Text provided:
While the broad U.S. equity market is pushing confidently to new all-time highs, healthcare stocks are lagging badly. The entire sector has come under pressure after President Donald Trump’s effort to lower drug prices high a legal roadblock when a judge blocked a new requirement to list prices in commercials. The Trump Administration also reversed its plan to curb drug rebates for government healthcare plans.
The pressure isn’t slowing down, with the Health Care Select SPDR (NYSEARCA:XLV) cutting down out of a multi-week consolidation range to put an end to a three-month uptrend. This also marks a turnaround at resistance from the early December highs and sets up a decline back to the mid-April lows.
A number of big players in the sector are lagging badly. Here are four healthcare stocks to sell now:
Shares of Johnson & Johnson (NYSE:JNJ) are dropping hard, down more than 4% on Friday as I write this and returning to lows not seen since early June. The move cuts below the stock’s 200-day moving average and marks an inability to challenge the prior highs from back in December. The company continues to be dogged by legal risks related to baby powder asbestos claims.
The company will next report results on July 16 before the bell. Analysts are looking for earnings of $2.42 per share on revenues of $20.4 billion. When the company last reported on April 16, earnings of $2.10 beat estimates by six cents on a 0.1% rise in revenues.
Abbott Laboratories (NYSE:ABT) shares have fallen below their 20-day moving average for the first time since late May in what looks like the latest pullback within a secular uptrend that has been in play since 2016. Barclays analysts recently highlighted the company’s impressive 7.1% organic revenue growth rate but noted very high investor expectations. Some profit taking should be expected.
The company will next report results on July 17 before the bell. Analysts are looking for earnings of 80 cents per share on revenues of $8 billion. When the company last reported on April 17, earnings of 63 cents per share beat estimates by a penny on a 2% rise in revenues.

Data excerpts:
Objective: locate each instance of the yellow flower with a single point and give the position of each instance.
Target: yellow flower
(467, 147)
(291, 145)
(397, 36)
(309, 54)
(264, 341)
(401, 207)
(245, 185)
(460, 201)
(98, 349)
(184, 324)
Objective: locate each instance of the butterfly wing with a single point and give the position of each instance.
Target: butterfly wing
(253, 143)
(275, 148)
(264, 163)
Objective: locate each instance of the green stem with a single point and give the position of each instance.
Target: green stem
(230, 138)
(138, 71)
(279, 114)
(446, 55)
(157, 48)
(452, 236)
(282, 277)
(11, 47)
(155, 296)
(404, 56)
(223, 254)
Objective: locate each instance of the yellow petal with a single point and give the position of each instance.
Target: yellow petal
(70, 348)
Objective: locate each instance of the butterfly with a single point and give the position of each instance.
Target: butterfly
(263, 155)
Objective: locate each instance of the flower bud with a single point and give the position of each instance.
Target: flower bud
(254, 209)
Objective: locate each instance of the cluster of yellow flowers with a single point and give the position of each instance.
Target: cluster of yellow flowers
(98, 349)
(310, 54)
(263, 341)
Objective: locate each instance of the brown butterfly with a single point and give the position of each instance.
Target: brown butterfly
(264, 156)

What this exercise asks:
1. According to the article on healthcare stocks, on what date will Abbott Laboratories next report results?
2. Carry on the article about healthcare stocks from its final sentence.

Results for the exercise:
1. July 17, before the bell.

2.
Shares of Intuitive Surgical (NASDAQ:ISRG) are threatening to fall back below their 200-day moving average after struggling to reclaim that level after a nasty 22% decline from its mid-April high. This marks a continuation of a sideways range going back to the summer of 2018. The company is a maker of robotic surgical systems.
The company will next report results on July 18 after the close. Analysts are looking for earnings of $2.87 per share on revenues of just over $1 billion. When the company last reported on April 18, earnings of $2.61 missed estimates by nine cents on a 14.9% rise in revenues.
Shares of Illumnia (NASDAQ:ILMN), which provides sequencing solutions for genetic analysis, is suffering a decline of more than 16% in mid-day trading after management guided second-quarter revenues below consensus estimates. Sales growth was impacted by lower than expected contributions from genomics initiatives. Shares were downgraded by analysts at Bank of America Merrill Lynch from buy to sell. Earlier this week, the stock hit an all-time high.
ISRG stock will next report results on July 29 after the close. Analysts are looking for earnings of $1.42 per share on revenues of $885.6 million. When the company last reported on April 25, earnings of $2.56 beat estimates by 30 cents per share on an 8.2% rise in revenues.